(Selected text begins)
For decades, cardiologists have been inserting stents into their patients' partially blocked coronary arteries in order to improve blood flow to the heart. Stents are particularly effective in patients who have already suffered a heart attack. But stents are also used to improve coronary blood flow in patients who have not had a heart attack but are suffering from angina, the chest pain that some patients feel when coronary blood flow is compromised. It makes sense, right? It's always a good idea to improve coronary blood flow.....isn't it?
Cardiologists generally think so. And it's a big business for them; more than 500,000 stents are performed every year at $14,000 - $40,000 a pop, according to some estimates. But now a new study by British researchers questions whether the patients are actually improved by the procedure.
(Selected text ends)
(Dataset extract begins)
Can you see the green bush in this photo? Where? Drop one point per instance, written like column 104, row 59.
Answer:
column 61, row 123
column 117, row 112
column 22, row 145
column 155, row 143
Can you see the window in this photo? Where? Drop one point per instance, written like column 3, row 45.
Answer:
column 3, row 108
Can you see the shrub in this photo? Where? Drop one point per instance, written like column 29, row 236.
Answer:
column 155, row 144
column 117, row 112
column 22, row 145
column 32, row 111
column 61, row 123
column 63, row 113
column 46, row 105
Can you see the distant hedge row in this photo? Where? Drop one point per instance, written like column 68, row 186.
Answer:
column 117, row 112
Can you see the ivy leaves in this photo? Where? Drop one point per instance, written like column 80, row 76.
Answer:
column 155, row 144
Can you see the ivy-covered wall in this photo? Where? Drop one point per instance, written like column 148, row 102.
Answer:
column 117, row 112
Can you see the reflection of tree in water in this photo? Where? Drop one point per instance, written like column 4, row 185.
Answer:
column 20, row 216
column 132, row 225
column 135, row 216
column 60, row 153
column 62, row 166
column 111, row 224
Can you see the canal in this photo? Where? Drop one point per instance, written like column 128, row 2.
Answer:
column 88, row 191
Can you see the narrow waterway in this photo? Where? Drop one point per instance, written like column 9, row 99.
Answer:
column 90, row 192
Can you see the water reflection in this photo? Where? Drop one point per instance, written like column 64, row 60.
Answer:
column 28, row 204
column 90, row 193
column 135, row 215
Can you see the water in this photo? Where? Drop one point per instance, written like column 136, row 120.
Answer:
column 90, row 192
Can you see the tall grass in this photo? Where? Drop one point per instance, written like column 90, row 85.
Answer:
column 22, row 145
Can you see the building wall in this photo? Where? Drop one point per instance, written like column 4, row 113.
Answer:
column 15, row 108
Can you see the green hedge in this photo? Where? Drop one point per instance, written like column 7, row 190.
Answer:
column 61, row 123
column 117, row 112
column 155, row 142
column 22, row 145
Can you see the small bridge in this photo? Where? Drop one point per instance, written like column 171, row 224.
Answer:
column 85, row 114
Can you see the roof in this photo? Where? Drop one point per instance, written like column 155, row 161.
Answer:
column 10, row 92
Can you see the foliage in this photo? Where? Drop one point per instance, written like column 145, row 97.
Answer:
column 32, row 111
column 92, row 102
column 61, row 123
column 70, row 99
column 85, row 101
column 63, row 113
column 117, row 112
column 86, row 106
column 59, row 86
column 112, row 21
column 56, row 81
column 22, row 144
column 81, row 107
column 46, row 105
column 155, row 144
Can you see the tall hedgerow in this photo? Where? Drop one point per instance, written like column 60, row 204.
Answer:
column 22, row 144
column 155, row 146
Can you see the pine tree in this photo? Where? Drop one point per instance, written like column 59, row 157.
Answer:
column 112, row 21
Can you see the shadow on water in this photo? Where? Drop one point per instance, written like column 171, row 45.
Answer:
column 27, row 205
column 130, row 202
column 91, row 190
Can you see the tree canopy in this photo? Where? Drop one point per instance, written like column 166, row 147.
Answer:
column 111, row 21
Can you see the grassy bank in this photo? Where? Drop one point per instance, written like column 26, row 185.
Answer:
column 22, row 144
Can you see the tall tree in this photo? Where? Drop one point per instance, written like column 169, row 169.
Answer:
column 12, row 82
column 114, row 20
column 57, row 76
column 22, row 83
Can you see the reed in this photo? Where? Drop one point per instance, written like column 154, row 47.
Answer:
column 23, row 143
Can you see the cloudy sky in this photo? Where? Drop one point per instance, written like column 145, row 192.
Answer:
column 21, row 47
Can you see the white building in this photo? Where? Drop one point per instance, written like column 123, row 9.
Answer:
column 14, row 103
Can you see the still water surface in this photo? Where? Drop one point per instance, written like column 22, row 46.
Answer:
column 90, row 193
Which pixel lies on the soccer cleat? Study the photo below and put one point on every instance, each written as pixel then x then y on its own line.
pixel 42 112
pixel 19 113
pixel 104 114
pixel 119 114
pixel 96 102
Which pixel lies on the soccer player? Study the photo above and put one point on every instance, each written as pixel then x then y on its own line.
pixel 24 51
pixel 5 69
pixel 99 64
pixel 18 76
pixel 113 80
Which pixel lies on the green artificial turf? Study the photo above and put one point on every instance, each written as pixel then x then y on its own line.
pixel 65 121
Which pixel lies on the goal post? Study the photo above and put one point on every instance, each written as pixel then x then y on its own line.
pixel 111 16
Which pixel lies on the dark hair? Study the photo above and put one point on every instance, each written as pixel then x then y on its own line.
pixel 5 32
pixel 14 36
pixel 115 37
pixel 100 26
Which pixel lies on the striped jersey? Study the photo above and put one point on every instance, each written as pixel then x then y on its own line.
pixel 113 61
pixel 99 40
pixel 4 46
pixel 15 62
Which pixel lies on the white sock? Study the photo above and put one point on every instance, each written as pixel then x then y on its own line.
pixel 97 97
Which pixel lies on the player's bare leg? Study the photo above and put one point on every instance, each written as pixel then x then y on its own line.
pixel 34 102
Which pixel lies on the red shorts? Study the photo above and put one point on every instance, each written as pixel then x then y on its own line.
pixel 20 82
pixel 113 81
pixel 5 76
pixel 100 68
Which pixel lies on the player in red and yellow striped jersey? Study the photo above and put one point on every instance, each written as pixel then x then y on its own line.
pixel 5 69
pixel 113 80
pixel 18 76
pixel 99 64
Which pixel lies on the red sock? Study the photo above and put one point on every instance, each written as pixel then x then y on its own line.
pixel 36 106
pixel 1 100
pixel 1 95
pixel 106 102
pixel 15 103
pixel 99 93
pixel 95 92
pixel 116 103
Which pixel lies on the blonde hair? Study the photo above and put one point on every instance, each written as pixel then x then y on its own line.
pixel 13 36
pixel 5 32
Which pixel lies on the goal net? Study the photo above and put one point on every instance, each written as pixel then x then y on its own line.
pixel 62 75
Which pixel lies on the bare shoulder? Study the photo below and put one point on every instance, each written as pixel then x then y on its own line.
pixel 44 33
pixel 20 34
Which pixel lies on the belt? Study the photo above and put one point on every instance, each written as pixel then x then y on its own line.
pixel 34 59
(Dataset extract ends)
* Problem set:
(a) List every number or dollar amount that appears in the passage on coronary stents.
(b) Extend the passage on coronary stents, beginning right after its last sentence.
The lines that come after the passage on coronary stents aren't needed for anything here.

* Activity answers:
(a) 500,000; $14,000; $40,000

(b)
The study is unusual in that it is a true double-blind study with a control group. Two hundred patients suffering from angina due to a severely blocked coronary artery were recruited. Half of them got a stent, and the other half underwent the same surgical procedure, but the stent was just inserted and then removed. It's hard to get approval for this kind of study in humans, because if you can show that a treatment works, you can't ethically withhold it from some patients just to prove a point! In fact, the stents did improve coronary blood flow in the patients that received them. But more to the point, there were no differences between the two groups in the ability to do exercise six weeks later or in their self-reported pain.
Cardiologists are busy assessing what it all means, according to an article in The New York Times. In all likelihood the clinical guidelines for the use of stents in patients with angina will have to be revised, or at least re-examined. And additional studies will probably be needed to try to determine whether there might be some other benefit of the stents, such as a reduced risk of heart attacks further down the road.